#### Requirement
There is material below. Print exactly the lines starting at the line with "Task: place a pin on each instance of the succulent" and ending at the line with "Task: place a pin on each instance of the green", ends included, and no others.

#### Records for this exercise
_____

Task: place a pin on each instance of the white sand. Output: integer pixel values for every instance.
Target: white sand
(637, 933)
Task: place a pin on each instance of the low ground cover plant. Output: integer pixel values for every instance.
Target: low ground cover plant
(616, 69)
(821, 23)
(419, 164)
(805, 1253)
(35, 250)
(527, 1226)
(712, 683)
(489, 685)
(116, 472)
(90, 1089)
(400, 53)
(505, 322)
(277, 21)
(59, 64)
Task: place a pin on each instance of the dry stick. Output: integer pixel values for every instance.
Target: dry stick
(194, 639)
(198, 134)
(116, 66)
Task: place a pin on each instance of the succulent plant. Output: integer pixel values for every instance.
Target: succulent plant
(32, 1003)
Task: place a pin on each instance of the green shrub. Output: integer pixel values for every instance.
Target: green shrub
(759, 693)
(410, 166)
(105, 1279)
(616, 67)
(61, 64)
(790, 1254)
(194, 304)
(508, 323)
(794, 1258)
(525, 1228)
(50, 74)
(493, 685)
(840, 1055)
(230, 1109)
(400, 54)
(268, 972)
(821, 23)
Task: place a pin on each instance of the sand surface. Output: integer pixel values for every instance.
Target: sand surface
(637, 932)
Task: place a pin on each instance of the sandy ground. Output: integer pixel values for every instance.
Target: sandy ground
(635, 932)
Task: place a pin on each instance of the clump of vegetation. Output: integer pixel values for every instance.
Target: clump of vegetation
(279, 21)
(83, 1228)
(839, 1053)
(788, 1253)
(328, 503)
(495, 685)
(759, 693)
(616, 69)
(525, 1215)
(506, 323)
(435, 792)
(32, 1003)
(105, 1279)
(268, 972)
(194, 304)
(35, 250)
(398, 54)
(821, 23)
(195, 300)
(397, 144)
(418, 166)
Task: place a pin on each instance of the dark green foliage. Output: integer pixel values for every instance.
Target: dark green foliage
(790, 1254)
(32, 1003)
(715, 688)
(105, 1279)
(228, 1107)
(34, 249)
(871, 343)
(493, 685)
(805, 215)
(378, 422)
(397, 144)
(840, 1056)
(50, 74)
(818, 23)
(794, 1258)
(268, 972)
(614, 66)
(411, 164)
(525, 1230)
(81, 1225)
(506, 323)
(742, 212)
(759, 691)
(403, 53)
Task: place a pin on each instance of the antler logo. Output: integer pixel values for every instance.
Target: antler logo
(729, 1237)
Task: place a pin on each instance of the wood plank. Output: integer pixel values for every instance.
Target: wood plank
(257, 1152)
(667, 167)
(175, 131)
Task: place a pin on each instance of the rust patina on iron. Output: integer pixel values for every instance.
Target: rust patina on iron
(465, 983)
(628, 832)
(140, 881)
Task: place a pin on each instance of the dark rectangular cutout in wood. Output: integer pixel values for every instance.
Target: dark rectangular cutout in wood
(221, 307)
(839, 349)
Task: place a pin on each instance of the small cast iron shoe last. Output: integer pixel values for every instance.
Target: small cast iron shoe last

_____

#### Answer to this task
Task: place a pin on each instance of the succulent plant. Output: integer pixel values for every instance.
Target: succulent plant
(32, 1003)
Task: place a pin on each instance of the green shrub. Output: integer pixel values for every instance.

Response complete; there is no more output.